[start]
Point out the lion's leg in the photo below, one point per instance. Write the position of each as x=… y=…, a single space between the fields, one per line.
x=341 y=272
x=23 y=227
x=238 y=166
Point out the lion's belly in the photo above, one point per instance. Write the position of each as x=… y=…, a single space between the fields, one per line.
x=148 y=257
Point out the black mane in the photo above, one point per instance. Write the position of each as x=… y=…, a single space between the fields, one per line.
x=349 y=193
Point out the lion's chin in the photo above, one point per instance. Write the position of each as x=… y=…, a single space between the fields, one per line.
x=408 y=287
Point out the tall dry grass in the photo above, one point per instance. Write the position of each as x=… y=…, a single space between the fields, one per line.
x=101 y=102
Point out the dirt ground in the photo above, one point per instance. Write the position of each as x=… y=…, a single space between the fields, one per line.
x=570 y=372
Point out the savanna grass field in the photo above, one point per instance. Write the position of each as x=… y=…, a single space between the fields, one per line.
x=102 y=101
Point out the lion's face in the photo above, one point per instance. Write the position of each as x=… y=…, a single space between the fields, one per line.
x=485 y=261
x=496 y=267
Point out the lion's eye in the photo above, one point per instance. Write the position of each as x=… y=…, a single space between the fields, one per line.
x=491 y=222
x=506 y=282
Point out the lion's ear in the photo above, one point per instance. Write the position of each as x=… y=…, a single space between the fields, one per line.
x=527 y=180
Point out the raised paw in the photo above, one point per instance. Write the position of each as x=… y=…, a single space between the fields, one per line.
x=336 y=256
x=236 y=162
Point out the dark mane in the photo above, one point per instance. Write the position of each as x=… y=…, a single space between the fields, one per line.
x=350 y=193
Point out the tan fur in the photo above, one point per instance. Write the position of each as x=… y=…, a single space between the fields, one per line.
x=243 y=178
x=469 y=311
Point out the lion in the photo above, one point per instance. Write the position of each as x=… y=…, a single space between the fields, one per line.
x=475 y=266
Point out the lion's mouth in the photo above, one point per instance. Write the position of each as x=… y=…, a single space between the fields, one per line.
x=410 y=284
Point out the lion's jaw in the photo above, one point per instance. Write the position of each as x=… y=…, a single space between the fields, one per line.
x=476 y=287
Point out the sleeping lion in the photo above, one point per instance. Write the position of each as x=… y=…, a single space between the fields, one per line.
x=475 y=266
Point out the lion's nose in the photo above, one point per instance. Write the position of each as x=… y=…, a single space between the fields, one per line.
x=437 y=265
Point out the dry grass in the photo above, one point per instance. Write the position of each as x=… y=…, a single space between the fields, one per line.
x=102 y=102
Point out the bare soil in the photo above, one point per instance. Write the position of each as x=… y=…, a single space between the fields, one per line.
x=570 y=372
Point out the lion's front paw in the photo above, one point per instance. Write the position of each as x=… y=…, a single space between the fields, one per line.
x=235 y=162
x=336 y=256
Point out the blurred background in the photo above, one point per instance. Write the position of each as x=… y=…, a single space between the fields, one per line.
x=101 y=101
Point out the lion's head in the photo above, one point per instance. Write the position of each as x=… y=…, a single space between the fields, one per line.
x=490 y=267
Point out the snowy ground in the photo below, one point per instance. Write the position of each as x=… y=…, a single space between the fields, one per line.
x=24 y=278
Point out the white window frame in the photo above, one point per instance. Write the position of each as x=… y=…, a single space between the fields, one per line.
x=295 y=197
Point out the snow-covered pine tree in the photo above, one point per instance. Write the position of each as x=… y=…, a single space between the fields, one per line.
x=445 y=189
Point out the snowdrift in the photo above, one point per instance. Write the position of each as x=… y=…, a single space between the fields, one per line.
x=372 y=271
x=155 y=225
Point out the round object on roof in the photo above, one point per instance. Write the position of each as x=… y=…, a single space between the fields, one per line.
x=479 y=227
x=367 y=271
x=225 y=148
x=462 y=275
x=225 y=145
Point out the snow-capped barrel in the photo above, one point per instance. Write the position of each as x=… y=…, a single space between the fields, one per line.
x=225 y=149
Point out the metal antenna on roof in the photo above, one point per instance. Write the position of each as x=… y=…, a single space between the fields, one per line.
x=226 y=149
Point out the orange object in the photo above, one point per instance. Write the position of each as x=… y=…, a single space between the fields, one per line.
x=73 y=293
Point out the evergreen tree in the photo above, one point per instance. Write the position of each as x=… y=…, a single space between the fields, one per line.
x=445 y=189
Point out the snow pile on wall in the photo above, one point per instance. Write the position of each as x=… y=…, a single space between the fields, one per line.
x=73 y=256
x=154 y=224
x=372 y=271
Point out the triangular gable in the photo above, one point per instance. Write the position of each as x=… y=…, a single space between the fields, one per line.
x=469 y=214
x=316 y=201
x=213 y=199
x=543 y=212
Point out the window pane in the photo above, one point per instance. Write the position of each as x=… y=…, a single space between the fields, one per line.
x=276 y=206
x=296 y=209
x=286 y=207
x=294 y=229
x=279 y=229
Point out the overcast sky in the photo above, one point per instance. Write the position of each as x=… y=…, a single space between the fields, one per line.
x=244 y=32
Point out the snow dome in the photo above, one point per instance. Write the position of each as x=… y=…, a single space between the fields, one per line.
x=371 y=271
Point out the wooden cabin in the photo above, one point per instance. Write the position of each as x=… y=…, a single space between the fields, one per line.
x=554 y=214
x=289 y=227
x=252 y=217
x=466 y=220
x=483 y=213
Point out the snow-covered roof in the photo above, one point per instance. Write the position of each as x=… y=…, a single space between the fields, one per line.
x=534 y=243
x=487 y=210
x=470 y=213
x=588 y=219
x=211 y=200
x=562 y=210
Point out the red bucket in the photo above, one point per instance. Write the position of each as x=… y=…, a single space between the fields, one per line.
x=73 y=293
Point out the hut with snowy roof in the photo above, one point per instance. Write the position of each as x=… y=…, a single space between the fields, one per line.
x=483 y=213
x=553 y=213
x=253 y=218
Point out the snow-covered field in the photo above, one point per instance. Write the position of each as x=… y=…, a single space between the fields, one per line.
[end]
Exercise objective »
Could you return, character for character, the lines of the listing above, beginning at the line that contains "Point out the wooden" and stopping after the line that contains "x=562 y=210", with both of those lines included?

Correct result »
Point out the wooden cabin in the photo above, one point per instance. Write the position of each as x=… y=…, a single space between the fields, one per line.
x=554 y=214
x=289 y=227
x=252 y=217
x=466 y=220
x=483 y=213
Point out the snow-covered roof in the photo above, one point per instance. Write the position of each as x=… y=…, a single space between the fields, one per line.
x=534 y=243
x=487 y=210
x=470 y=213
x=588 y=219
x=211 y=200
x=562 y=210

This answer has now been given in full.